Collection entries

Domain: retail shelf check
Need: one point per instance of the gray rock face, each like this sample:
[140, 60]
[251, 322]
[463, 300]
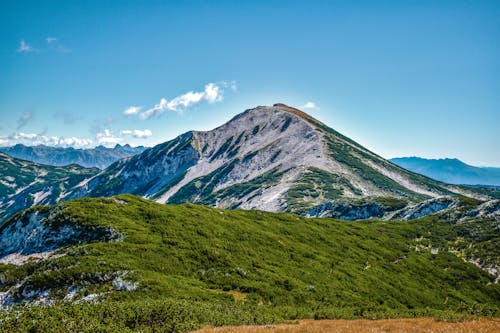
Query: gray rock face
[273, 158]
[40, 232]
[348, 211]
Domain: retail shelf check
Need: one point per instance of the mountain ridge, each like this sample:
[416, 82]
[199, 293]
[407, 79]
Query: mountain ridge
[99, 156]
[263, 154]
[274, 158]
[450, 170]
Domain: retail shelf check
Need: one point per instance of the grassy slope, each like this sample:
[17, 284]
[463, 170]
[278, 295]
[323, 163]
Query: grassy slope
[197, 265]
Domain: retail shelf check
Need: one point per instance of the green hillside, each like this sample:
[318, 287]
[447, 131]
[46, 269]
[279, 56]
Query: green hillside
[188, 266]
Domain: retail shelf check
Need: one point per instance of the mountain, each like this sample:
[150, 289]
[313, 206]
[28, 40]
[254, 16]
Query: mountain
[99, 157]
[450, 170]
[125, 264]
[24, 184]
[274, 158]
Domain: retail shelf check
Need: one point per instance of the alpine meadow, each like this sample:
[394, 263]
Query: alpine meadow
[252, 166]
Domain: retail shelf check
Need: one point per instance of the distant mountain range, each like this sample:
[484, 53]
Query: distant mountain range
[274, 158]
[450, 170]
[99, 157]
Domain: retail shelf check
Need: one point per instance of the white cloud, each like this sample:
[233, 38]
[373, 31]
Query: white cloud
[132, 110]
[211, 94]
[140, 134]
[24, 47]
[34, 139]
[106, 138]
[310, 106]
[24, 119]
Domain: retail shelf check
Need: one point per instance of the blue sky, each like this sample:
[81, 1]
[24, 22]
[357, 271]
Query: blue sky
[400, 77]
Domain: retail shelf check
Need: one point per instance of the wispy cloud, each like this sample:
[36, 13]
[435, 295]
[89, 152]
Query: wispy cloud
[41, 139]
[310, 106]
[140, 134]
[131, 110]
[107, 137]
[212, 93]
[24, 47]
[24, 119]
[67, 118]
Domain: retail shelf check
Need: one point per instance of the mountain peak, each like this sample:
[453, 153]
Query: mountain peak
[293, 110]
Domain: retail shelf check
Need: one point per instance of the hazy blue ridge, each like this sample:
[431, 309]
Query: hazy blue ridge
[450, 170]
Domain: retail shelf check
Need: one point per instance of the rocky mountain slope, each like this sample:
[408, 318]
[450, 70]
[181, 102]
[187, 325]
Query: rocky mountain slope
[98, 157]
[274, 158]
[450, 170]
[153, 267]
[24, 184]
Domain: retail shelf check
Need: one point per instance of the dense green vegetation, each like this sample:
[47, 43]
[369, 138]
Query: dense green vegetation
[196, 265]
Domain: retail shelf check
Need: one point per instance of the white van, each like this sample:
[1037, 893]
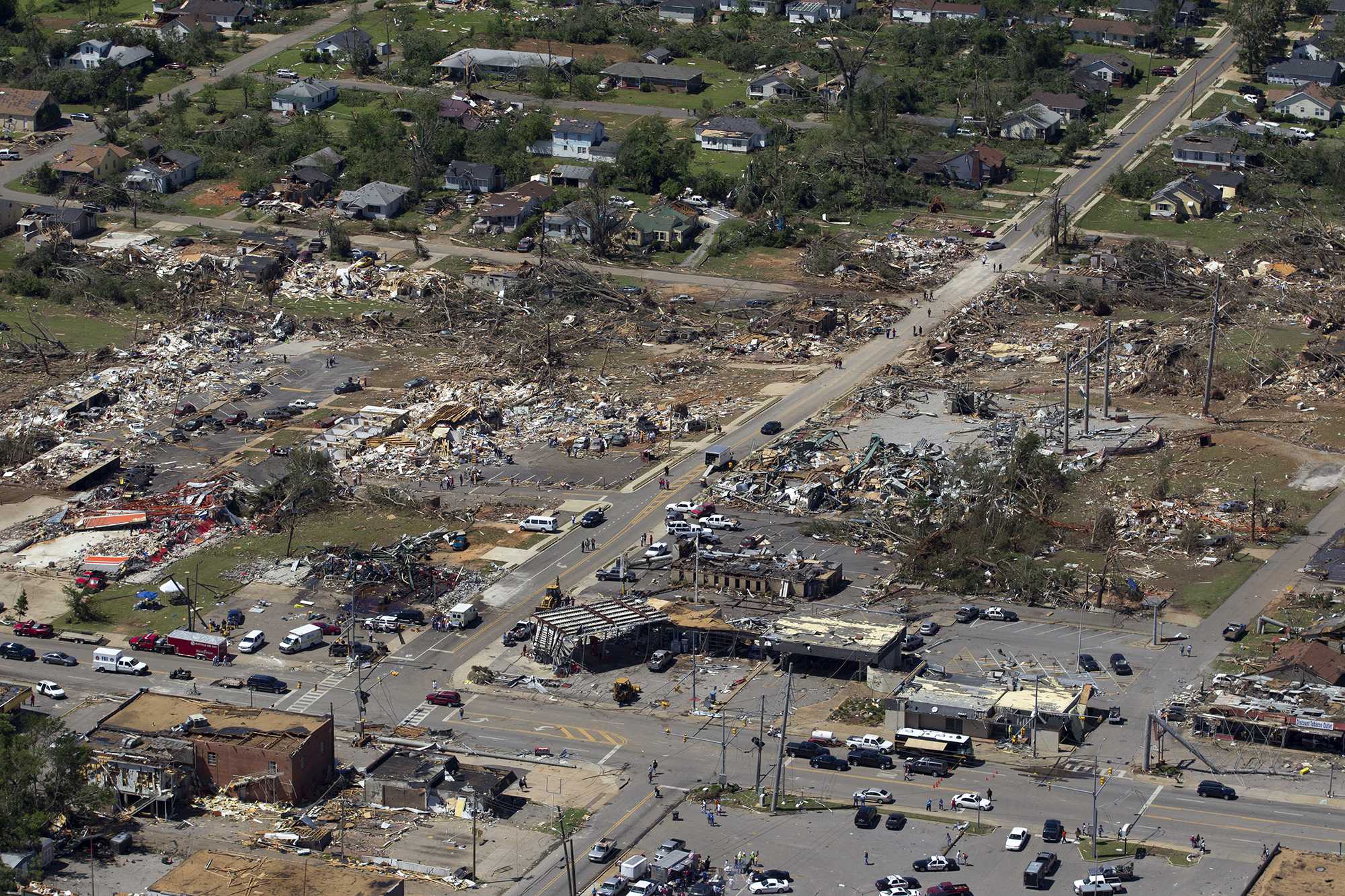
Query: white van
[252, 642]
[118, 661]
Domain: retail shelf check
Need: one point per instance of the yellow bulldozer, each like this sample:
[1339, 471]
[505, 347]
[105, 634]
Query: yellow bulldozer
[625, 692]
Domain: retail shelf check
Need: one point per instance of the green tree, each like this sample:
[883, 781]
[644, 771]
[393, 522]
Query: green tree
[1260, 29]
[309, 486]
[652, 155]
[80, 604]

**Written task**
Restate the records word for word, omitting images.

**Response to this exercise**
Domain: retail shelf check
Need: one point per instance of the gray rock face, each like this sample:
[140, 60]
[251, 322]
[463, 300]
Query: gray rock face
[273, 158]
[40, 232]
[348, 211]
Domain: retail shelf check
Need: one point per instance of the mountain ridge, each like this sample:
[416, 82]
[199, 293]
[407, 79]
Query: mountain ridge
[99, 156]
[263, 154]
[274, 158]
[450, 170]
Domain: retail shelf check
Need: one point per instance of the grassy slope, each like this sample:
[17, 284]
[463, 170]
[278, 295]
[323, 163]
Query: grassy slope
[197, 265]
Domain: retail shelf check
Need: one point per instance of the green hillside, each like this sample:
[318, 287]
[447, 131]
[46, 269]
[279, 56]
Query: green hillside
[188, 266]
Domain: retail shelf check
Need: one point per instance of the mountain, each like this sample:
[150, 289]
[313, 206]
[28, 40]
[254, 16]
Query: mountain
[99, 157]
[450, 170]
[125, 264]
[24, 184]
[274, 158]
Domain: retail shelf check
Need: one point per instance of the alpine meadow, each like this sample:
[394, 263]
Query: alpine meadow
[252, 166]
Domain: retail shelf check
Need: one point per instance of the distant mountain range, each like this sample:
[484, 53]
Query: distant mountain range
[274, 158]
[450, 170]
[99, 157]
Domain: retail shelf check
Need: one point per instance of the white cloud, each like this sample:
[233, 38]
[373, 31]
Query: white cloud
[132, 110]
[211, 94]
[140, 134]
[24, 47]
[34, 139]
[106, 138]
[310, 106]
[24, 119]
Domain: retail shelf check
Need: one point per instance of the blue sky, each like this sample:
[81, 1]
[24, 22]
[357, 271]
Query: blue sky
[400, 77]
Domain: retail shelf check
Need: one point per instance of the wispy cloud, each like this sample:
[36, 13]
[435, 295]
[89, 152]
Query: wispy cloud
[41, 139]
[310, 106]
[140, 134]
[131, 110]
[107, 137]
[212, 93]
[24, 47]
[24, 119]
[67, 118]
Domain: retail shelf check
Need: one point per instance of the mountain peak, each like this sample:
[453, 153]
Query: mountain peak
[293, 110]
Domain: retail shelf check
Need: one point per instance of the hazy blue ridge, each like this sample:
[431, 309]
Query: hazy blue ridge
[450, 170]
Domain: retail shelf check
Need: one point per instance of the rocky mountain slope, each like this sample:
[408, 318]
[450, 70]
[181, 102]
[187, 325]
Query: rocky mountain slope
[98, 157]
[274, 158]
[450, 170]
[153, 267]
[24, 184]
Domain: retail shelf check
Need: one point per instance of the dense green vegetation, each like this sample:
[47, 43]
[369, 138]
Query: dense green vegetation
[196, 265]
Domain: retail shelf check
Need: one point per instance of the white van, each like this sample:
[1037, 893]
Query: white van
[252, 642]
[118, 661]
Domain: retail shelf check
Need: one point per instance of the yellow bulldozer, each like this sample:
[1339, 471]
[505, 347]
[105, 634]
Query: yellow bulldozer
[625, 692]
Domain: retail shelf check
Need: one point per instance of the green tree, each like this sample:
[883, 781]
[644, 771]
[393, 522]
Query: green tree
[1260, 29]
[309, 486]
[652, 155]
[80, 604]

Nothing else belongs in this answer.